▶ [Direction]
Render the lines below as a numbered list, omitting blank lines and leaving the pictures out.

▶ [Material]
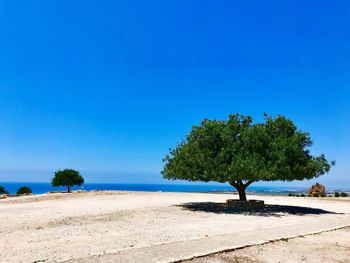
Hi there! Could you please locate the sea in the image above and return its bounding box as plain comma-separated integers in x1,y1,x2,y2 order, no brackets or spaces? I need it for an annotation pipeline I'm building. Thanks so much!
0,182,350,195
0,182,314,195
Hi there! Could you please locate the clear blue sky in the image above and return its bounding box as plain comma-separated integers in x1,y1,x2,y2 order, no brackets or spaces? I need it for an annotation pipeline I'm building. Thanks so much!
0,0,350,187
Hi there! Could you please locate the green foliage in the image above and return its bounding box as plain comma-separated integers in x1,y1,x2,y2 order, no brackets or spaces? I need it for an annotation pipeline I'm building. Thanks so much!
16,186,32,195
162,114,333,200
51,169,84,192
0,185,8,195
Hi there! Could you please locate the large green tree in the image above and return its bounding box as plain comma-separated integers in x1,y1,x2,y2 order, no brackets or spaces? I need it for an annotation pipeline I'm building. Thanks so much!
51,169,84,193
162,114,334,201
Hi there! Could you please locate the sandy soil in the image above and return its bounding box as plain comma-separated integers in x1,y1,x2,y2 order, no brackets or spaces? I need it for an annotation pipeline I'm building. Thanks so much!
183,228,350,263
0,191,350,262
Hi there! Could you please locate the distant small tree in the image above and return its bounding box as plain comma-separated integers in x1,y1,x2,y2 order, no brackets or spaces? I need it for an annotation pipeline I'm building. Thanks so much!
51,169,84,193
16,186,32,195
162,114,334,201
0,185,8,195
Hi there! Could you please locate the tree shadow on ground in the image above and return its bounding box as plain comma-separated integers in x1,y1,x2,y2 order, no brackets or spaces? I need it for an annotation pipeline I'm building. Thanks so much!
177,202,342,217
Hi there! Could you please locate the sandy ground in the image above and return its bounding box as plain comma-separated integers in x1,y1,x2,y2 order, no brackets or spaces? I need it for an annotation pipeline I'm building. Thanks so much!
0,191,350,262
183,228,350,263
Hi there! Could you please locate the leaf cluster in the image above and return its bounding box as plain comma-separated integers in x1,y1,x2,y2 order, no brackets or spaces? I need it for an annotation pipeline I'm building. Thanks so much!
162,114,333,186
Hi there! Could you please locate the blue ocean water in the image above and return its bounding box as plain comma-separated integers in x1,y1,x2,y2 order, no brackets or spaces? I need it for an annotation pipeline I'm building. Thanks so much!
0,182,306,195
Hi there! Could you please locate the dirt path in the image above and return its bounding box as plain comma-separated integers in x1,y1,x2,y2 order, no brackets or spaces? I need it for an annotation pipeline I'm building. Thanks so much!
0,192,350,263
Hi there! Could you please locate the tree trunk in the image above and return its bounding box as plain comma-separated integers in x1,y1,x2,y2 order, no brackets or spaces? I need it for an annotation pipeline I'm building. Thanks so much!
230,180,253,201
237,187,247,201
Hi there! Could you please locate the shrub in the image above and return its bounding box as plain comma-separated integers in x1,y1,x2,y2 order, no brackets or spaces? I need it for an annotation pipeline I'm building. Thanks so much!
0,185,9,195
16,186,32,195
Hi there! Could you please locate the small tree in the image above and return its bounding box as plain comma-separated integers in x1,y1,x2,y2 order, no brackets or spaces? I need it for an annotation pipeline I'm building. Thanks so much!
0,185,8,195
51,169,84,193
162,114,334,201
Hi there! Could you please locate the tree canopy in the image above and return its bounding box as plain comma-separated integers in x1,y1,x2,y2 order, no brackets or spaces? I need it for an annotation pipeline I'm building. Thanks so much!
51,169,84,193
162,114,334,200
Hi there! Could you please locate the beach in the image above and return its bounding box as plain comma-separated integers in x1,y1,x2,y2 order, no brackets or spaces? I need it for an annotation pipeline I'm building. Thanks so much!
0,191,350,262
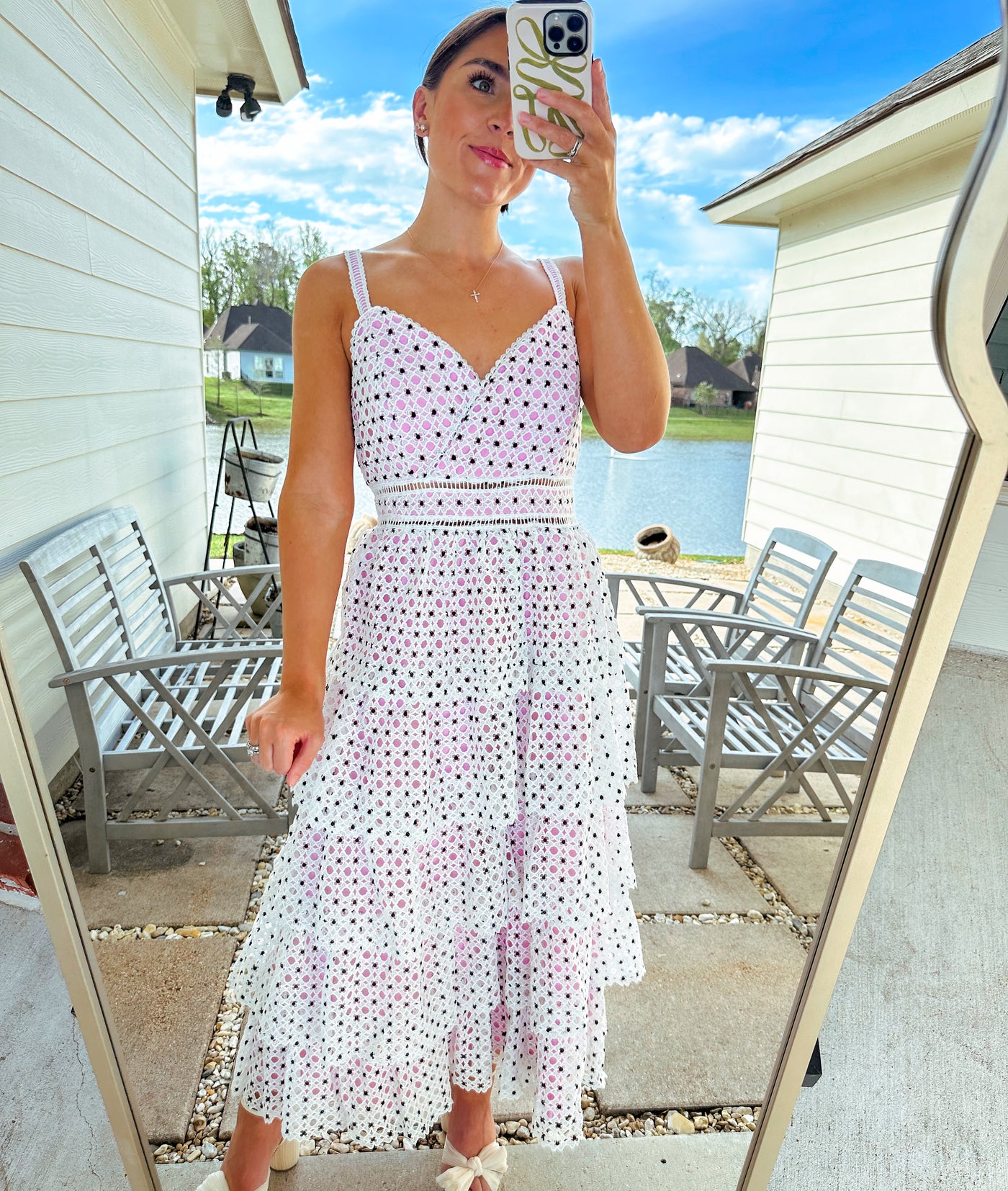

▶ [Solution]
1. Hi there! Could you please locate the sea in the image above and return its bounding box as plain comma-separated integers in x1,y1,x2,y2 order, no brackets or spaces? I need it for an annotation pipeline I'm building. Thanks so much!
2. 0,182,350,195
3. 0,182,314,195
4. Hi there! Could you please locate the clear blue sky in the image above and return its bounding box as plain comma-separated integers in x1,y1,x2,y2 order, no brackets or spaces? I need it for an annotation pipeline I'm building. Thanks so much!
5. 0,0,350,187
6. Hi there! Could you please locate the green foliage in the image above and return its bounding box as plain comma-separated integers in x1,y1,x2,y2 order, no brackets or spaces? I need it for an annotation pipeline I'm building. Thanks so much!
7. 16,186,32,195
8. 162,114,333,200
9. 51,169,84,192
10. 0,185,8,195
11. Hi there! Could you please locate the large green tree in the image above and return its bounding box as plain comma-separated integers in x1,y1,x2,y2 order, no brackets or spaces? I need it for an annotation pipeline I'm building. Thanks so much!
12. 51,169,84,193
13. 162,114,334,201
14. Hi there! Could you please locate the sandy soil in the image above and return its bounding box as plain comma-separated integers in x1,y1,x2,y2 order, no brackets or spaces? I need it for an annotation pipeline I'm building. Thanks so much!
15. 183,228,350,263
16. 0,191,350,262
17. Hi there! Could you please locate the distant small tree in the image above and return its bounding box as plain comma-separated integers in x1,y1,x2,y2 order, no brackets or spaces? I need it for an annotation pipeline I'm building. Thanks so much!
18. 51,169,84,193
19. 16,186,32,195
20. 162,114,334,201
21. 0,185,8,195
22. Hi there! Could you please locate the tree shadow on ground in the image above and return its bounding box as plain comma-separated integers in x1,y1,x2,y2 order, no brackets or spaces? I need it for an annotation pipeline I'm building. Thanks so much!
23. 177,202,342,217
24. Hi there! Could you please locate the sandy ground in the image above and return its bounding box as plain comma-separated integers in x1,y1,x2,y2 order, no brackets or spaces? I need it for an annotation pipeline I'm building. Thanks so much!
25. 0,191,350,262
26. 183,228,350,263
27. Hi there! Could you please locate the leaf cluster in the image above and return its bounding box as plain comma-separated integers in x1,y1,x2,y2 order, no brackets or spaces? I need it for an annotation pipeline I'm building. Thanks so much!
28. 162,114,333,186
29. Hi there! Could you please locate the blue ocean water in the image above and return its bounding box as plain comma-separated integers in x1,y1,x2,y2 order, no brackets or spaces? I need it for an annotation pipeline I'm building. Thanks so much!
30. 0,182,306,195
31. Hi there! Could you please locate the dirt path in the image above and return its bounding box as plain comma-separated integers in x1,y1,x2,y2 order, no brackets or spaces? I need it for an annotation pipeline I'm building. Thanks so much!
32. 0,192,350,263
33. Hi there! Could you please locate the tree trunk in the image above and return its bounding box as plain comma-separated integers in x1,y1,x2,y2 order, no brackets or spaces? I need it for an annotation pipeline I'm building. Thanks so much!
34. 230,180,253,201
35. 237,187,247,201
36. Hi there! Could you please locate the shrub in the image above and return its bounding box as plain comma-separated integers in x1,y1,x2,y2 order, no brackets or spaces? I need it for an annotation pipeline I'm building. Thanks so much!
37. 0,185,9,195
38. 16,186,32,195
39. Hi there! Could you please locate the small tree in the image above and return its bounding box as plain comma-separated integers in x1,y1,x2,y2 order, no brackets or spaces? I need it for an annotation pipeline I'm building. Thanks so much!
40. 0,185,8,195
41. 51,169,84,193
42. 162,114,334,201
43. Hi there! Could you please locate the tree canopy in the image above and return its bounding box as plain comma-separated integers in x1,y1,x2,y2 order, no brackets or spaces? I need it for an annotation pipeline I'm building. Thanks so much!
44. 51,169,84,193
45. 162,114,334,200
46. Hi there! Could you please locate the beach in the image above and return its bounding box as plain comma-separated integers in x1,y1,x2,y2 order, no brackets or spaces? I need it for an annotation pipeline I'm building. Thanks so much!
47. 0,191,350,262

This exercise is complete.